*MATERIAL TO PROCESS*:
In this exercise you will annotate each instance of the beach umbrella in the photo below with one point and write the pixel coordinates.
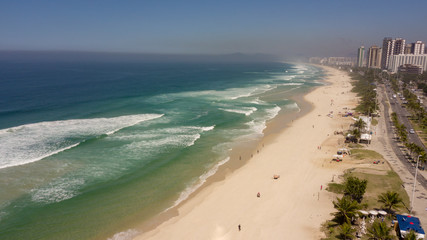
(382, 212)
(363, 212)
(373, 212)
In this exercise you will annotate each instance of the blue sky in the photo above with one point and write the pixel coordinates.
(285, 28)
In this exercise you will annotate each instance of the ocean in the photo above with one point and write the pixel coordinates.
(90, 149)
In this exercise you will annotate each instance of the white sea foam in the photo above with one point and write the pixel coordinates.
(256, 127)
(33, 142)
(272, 112)
(153, 141)
(198, 183)
(57, 191)
(245, 110)
(126, 235)
(293, 106)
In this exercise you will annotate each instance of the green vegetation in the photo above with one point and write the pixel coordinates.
(355, 188)
(390, 200)
(346, 232)
(380, 231)
(355, 145)
(346, 209)
(374, 122)
(378, 184)
(336, 188)
(387, 186)
(411, 235)
(364, 85)
(365, 154)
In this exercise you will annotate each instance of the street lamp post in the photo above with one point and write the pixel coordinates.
(415, 182)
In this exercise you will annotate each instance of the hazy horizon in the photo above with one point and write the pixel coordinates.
(288, 30)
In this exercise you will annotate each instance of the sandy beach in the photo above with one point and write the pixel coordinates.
(291, 207)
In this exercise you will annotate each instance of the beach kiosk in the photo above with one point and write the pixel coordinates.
(406, 223)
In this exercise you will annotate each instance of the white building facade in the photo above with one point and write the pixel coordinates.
(398, 60)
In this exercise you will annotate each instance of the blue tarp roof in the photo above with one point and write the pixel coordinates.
(408, 223)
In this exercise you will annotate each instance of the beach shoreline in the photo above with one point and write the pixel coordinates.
(181, 219)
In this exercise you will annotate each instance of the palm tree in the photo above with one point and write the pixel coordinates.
(360, 124)
(347, 209)
(411, 235)
(390, 200)
(346, 232)
(379, 231)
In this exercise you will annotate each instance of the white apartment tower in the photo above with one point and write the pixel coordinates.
(391, 47)
(418, 48)
(374, 57)
(360, 56)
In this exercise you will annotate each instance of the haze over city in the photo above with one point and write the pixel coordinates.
(286, 29)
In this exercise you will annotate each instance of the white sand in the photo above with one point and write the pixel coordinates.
(291, 207)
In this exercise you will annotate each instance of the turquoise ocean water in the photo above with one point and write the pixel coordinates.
(89, 149)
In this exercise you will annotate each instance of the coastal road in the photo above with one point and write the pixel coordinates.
(400, 109)
(402, 115)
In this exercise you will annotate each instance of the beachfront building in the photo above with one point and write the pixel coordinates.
(418, 48)
(317, 60)
(398, 60)
(341, 61)
(391, 47)
(408, 48)
(374, 57)
(411, 69)
(360, 56)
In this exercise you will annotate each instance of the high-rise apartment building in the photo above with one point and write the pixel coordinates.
(391, 47)
(399, 46)
(415, 59)
(418, 47)
(388, 44)
(408, 48)
(374, 57)
(360, 56)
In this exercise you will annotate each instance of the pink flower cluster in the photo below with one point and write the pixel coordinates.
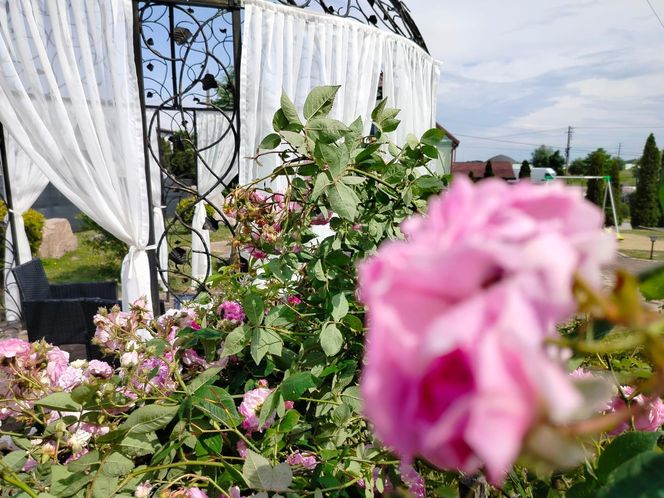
(231, 310)
(651, 411)
(455, 370)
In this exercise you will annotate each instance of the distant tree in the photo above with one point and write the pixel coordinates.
(540, 157)
(614, 173)
(578, 167)
(598, 164)
(645, 210)
(557, 163)
(488, 170)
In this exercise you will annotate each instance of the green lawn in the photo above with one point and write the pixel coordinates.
(82, 265)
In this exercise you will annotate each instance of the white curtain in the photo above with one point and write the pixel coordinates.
(291, 50)
(157, 207)
(26, 183)
(410, 83)
(215, 142)
(69, 96)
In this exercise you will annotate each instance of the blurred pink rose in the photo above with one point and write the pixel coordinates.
(649, 420)
(9, 348)
(455, 370)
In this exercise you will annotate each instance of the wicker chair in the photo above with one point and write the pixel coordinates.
(61, 314)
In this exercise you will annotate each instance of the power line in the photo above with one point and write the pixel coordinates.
(661, 23)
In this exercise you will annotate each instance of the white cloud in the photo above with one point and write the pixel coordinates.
(517, 66)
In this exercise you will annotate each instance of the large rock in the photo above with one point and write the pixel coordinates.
(57, 238)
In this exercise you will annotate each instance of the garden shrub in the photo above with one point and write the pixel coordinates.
(187, 205)
(254, 390)
(34, 226)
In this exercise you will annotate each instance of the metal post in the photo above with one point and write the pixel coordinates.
(8, 197)
(151, 251)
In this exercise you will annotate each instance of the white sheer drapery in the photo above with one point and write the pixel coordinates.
(291, 50)
(26, 182)
(215, 142)
(69, 96)
(410, 83)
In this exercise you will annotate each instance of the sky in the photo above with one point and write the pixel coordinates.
(524, 70)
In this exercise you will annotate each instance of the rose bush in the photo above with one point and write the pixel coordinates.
(254, 390)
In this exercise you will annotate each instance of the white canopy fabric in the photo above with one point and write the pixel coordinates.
(292, 50)
(26, 183)
(215, 142)
(410, 83)
(69, 96)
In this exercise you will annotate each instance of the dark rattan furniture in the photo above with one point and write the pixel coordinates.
(61, 314)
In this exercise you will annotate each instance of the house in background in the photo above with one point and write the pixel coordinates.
(501, 165)
(447, 151)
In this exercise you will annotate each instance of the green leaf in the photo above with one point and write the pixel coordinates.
(149, 418)
(270, 142)
(320, 184)
(326, 130)
(639, 477)
(253, 307)
(206, 377)
(289, 110)
(319, 102)
(432, 136)
(117, 464)
(59, 401)
(331, 339)
(294, 386)
(15, 460)
(104, 486)
(136, 445)
(343, 200)
(260, 475)
(339, 306)
(623, 448)
(235, 342)
(265, 341)
(217, 404)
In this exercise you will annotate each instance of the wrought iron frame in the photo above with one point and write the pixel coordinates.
(178, 19)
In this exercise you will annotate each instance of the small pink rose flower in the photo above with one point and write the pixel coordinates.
(250, 409)
(231, 310)
(98, 368)
(650, 420)
(306, 460)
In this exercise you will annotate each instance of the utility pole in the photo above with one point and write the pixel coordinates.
(569, 139)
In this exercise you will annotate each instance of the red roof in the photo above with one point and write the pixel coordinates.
(501, 169)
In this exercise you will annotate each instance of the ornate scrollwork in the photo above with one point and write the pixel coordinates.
(189, 52)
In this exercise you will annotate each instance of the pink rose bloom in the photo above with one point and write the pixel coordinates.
(294, 300)
(250, 409)
(231, 310)
(651, 420)
(454, 369)
(191, 357)
(10, 348)
(306, 460)
(58, 361)
(195, 493)
(98, 368)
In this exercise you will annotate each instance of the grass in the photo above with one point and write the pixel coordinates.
(82, 265)
(640, 254)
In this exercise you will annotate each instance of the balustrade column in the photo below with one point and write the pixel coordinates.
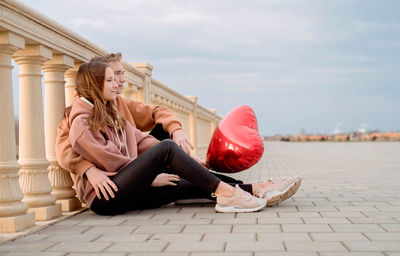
(34, 179)
(147, 69)
(70, 83)
(13, 213)
(193, 124)
(60, 179)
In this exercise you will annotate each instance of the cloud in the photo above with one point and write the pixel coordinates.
(299, 64)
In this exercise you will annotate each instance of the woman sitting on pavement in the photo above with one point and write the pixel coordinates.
(132, 160)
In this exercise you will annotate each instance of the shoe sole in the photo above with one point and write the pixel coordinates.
(289, 192)
(195, 201)
(231, 209)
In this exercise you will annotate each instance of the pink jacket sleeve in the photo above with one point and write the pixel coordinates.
(144, 142)
(93, 146)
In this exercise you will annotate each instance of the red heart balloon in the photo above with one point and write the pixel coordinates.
(236, 144)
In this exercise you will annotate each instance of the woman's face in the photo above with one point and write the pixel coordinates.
(110, 85)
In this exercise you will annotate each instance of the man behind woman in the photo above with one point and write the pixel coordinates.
(128, 164)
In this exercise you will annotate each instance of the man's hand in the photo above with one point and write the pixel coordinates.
(101, 183)
(180, 138)
(164, 179)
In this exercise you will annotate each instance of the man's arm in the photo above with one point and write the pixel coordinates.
(66, 156)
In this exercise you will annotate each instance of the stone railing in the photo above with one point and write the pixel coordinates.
(34, 187)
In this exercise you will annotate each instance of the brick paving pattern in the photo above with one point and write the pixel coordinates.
(348, 204)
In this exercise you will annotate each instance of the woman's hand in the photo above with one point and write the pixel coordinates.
(101, 183)
(180, 138)
(165, 179)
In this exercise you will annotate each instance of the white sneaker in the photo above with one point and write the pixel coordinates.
(279, 190)
(241, 201)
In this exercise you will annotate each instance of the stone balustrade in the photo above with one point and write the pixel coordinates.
(34, 187)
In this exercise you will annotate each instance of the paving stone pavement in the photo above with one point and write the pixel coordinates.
(348, 204)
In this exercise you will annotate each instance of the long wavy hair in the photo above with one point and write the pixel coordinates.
(90, 85)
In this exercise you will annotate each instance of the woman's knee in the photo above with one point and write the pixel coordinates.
(168, 144)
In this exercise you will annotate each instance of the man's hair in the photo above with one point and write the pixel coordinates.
(111, 57)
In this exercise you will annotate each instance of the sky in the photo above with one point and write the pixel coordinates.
(311, 66)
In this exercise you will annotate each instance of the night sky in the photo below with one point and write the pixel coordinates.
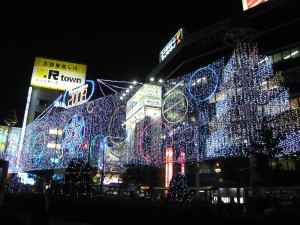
(117, 40)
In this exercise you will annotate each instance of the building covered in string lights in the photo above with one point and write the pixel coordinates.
(211, 108)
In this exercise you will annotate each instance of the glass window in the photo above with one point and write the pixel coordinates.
(43, 103)
(295, 52)
(277, 57)
(36, 114)
(294, 103)
(286, 54)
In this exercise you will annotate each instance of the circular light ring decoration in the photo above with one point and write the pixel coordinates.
(73, 134)
(187, 139)
(38, 146)
(175, 107)
(199, 76)
(113, 139)
(147, 156)
(97, 148)
(118, 150)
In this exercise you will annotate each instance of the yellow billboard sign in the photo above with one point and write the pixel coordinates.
(56, 74)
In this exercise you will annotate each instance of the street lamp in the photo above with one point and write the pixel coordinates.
(218, 170)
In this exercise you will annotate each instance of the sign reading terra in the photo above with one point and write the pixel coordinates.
(176, 40)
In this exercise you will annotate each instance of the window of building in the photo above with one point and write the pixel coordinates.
(43, 102)
(277, 57)
(36, 114)
(286, 54)
(295, 52)
(294, 103)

*TASK PROMPT*:
Your reply should be a verbatim retyping of the lines from the one that holds "In this exercise you will annotate each instance of the building" through the last line of the entries.

*RESPONSE AREA*:
In this exercise you will annotate each instance of the building covered in string lights in the photo above with one point and write the pixel coordinates.
(211, 108)
In this exercise you will annotate each instance of the glass window in the photo above with one point and write the pixel coordinates.
(43, 103)
(295, 52)
(277, 57)
(36, 114)
(294, 103)
(286, 54)
In this exercise you will annotate each instance of the circular light ring decoration in the photo above with one point and write the pixel coordinates.
(73, 134)
(187, 139)
(38, 146)
(175, 107)
(199, 76)
(113, 139)
(147, 156)
(97, 148)
(118, 150)
In this exercise you will annotate each instance of the yellow billboard sign in the photo above with one point and write the pixel coordinates.
(56, 74)
In this exercise you will annotate each instance of the street lamp in the photo above with one point and write the pixel coordinates.
(218, 170)
In this exercise you will annotate each instance of the sign reading terra in the photo above with one point and write the pixel coordinates.
(176, 40)
In this exercise you will annotate each instance of the window of building in the photo above with one point and write the pixel coordinates.
(43, 102)
(277, 57)
(36, 114)
(286, 54)
(295, 52)
(294, 103)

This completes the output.